DATASET EXCERPTS
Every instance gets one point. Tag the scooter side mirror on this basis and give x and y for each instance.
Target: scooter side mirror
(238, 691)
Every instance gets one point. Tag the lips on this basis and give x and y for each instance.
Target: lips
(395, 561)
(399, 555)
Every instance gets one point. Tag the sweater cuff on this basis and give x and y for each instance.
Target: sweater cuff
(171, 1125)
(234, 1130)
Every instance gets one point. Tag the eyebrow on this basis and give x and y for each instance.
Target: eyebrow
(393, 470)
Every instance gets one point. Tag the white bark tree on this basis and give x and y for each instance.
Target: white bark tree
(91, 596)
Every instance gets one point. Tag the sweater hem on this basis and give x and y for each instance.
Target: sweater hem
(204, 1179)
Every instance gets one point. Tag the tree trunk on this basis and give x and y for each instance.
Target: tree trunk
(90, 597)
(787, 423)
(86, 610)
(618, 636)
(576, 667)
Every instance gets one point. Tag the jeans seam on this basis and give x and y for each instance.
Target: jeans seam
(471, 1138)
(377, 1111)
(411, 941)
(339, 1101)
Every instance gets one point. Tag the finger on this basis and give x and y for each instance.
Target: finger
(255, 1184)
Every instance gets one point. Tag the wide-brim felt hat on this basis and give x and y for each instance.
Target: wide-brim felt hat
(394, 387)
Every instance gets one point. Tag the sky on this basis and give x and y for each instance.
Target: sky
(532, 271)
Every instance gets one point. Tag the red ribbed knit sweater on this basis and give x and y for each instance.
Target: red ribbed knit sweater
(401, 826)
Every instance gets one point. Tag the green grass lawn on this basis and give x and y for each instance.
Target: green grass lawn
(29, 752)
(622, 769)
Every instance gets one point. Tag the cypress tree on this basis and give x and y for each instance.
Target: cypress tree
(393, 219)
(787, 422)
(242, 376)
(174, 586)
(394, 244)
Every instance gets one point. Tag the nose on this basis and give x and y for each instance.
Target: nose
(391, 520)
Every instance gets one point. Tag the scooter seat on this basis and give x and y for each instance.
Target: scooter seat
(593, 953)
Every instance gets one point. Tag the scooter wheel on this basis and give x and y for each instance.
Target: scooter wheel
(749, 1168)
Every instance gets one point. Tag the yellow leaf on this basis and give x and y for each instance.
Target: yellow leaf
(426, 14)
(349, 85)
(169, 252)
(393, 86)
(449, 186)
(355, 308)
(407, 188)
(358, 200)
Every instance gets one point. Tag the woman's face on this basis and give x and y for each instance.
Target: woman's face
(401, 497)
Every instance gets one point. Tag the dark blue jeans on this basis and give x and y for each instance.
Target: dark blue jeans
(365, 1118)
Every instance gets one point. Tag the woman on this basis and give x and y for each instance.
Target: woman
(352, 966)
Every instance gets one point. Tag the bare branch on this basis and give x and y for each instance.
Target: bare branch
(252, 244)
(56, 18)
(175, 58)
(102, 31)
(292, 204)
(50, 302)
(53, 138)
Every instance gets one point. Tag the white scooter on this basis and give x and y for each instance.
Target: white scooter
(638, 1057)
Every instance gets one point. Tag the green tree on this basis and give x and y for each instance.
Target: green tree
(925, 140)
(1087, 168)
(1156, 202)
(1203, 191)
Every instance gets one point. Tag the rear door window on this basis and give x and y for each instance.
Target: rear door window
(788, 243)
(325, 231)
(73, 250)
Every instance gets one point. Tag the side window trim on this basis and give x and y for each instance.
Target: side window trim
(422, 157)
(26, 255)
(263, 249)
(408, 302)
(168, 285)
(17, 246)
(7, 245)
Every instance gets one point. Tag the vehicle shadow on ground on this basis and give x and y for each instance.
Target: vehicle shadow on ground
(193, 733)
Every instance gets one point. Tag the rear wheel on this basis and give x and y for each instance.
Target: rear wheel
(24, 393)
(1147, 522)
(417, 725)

STATED GOAL
Copy out all of the lines above word for word, with no changes.

RESULT OF THE TASK
Every instance gets one point. Tag the scooter side mirror on this basis and give x and y for each instance.
Target: scooter side mirror
(238, 691)
Every instance gets one point. Tag the lips on this basis and give x and y for each instance.
Target: lips
(395, 561)
(399, 555)
Every instance gets one point. Tag the sweater cuff on this basis and give x and y for each instance.
Target: sweater cuff
(171, 1125)
(234, 1130)
Every instance gets one point. Tag the eyebrow on this basis and give x and y for each instance.
Target: eyebrow
(393, 470)
Every instance gets one point. Tag the white bark tree on this basis and give x and y for each instance.
Target: white bark tree
(91, 596)
Every instance gets one point. Tag the sweater hem on this basis and give x and y for each instance.
Target: sweater hem
(204, 1179)
Every instance gets one point. Tag the tree trunk on this basis and give x and y for each instance.
Target: tree trunk
(90, 597)
(787, 423)
(86, 610)
(618, 636)
(576, 667)
Every instance gets one point. Tag the jeans seam on this basis and give x and y for each instance.
Target: jeans seam
(471, 1138)
(377, 1111)
(411, 941)
(339, 1101)
Every instance gets one point. Tag the finger on this basis and give x and y for each instance.
Target: finger
(255, 1184)
Every instance gets one point. Tag the wide-brim felt hat on this basis and give x and y for each instance.
Target: wide-brim felt hat
(394, 387)
Every instance gets one point. Tag the sky on this basis and give x and y for each instance.
Target: sky
(532, 271)
Every instance gets one point. Tag the red ribbed knit sweater on this basis and give x and y for each instance.
Target: red ribbed knit sweater
(401, 826)
Every instance gets one point. Tag the green grass lawn on this basis and give x and y for each instance.
Target: green grass lawn
(29, 752)
(622, 769)
Every instance gets one point. Tag the cypress tree on this basis and give x and y for each instance.
Target: cypress tree
(393, 219)
(787, 422)
(242, 376)
(174, 586)
(394, 244)
Every instance gets one point. Tag the nose on this basis and give x and y for each instance.
Target: nose
(391, 520)
Every instance gets one point. Tag the scooter seat on this basis and give x and y for each instance.
Target: scooter seat
(593, 953)
Every instance gets one point. Tag the scooter wheel on this basis and give x and y for each instance.
Target: scooter wheel
(749, 1168)
Every instance gets one point. Tag the yellow leaf on this basis and give x and y for each instance.
Target: yellow leaf
(426, 14)
(349, 85)
(169, 252)
(393, 86)
(449, 186)
(355, 308)
(407, 188)
(358, 200)
Every instance gets one point. Tag the woman's face on this basis and give x and y for each instance.
Target: woman's face
(401, 497)
Every instance gets one point. Tag the dark blue jeans on this basis and give x and y for each instance.
Target: dark blue jeans
(365, 1118)
Every instance gets one point. Tag the woman on this basis and give x and y for each instance.
Target: woman
(352, 966)
Every instance gets one point. Tag the bare branch on this basis and give x and y for each instance.
Target: bare branch
(252, 244)
(56, 18)
(175, 58)
(102, 31)
(292, 204)
(50, 302)
(53, 138)
Every instance gets one point. Tag the white scooter on this basis and give x and y for each instance.
Target: white scooter
(638, 1057)
Every instance gets one point. Tag the green tree on this basis and give x and y for each instance.
Target: green tree
(925, 140)
(1087, 168)
(1156, 202)
(1203, 191)
Every instance gets one point. Tag the rear door window on this basis and give x and y for each instance.
Target: rear door window
(788, 243)
(325, 231)
(73, 250)
Every instance gets one point. Tag the side window trim on this basis and give x and y for each instance.
Target: side window trim
(422, 157)
(26, 255)
(263, 249)
(408, 302)
(168, 285)
(17, 246)
(7, 245)
Every instance gets one point. Tag the vehicle shadow on ground on this basis and give x and y for each instance.
Target: vehicle shadow on ground
(193, 733)
Every instance gets one point. Tag the rear wheel on this basis and give x and y for each instance.
Target: rear wheel
(24, 393)
(1147, 522)
(417, 725)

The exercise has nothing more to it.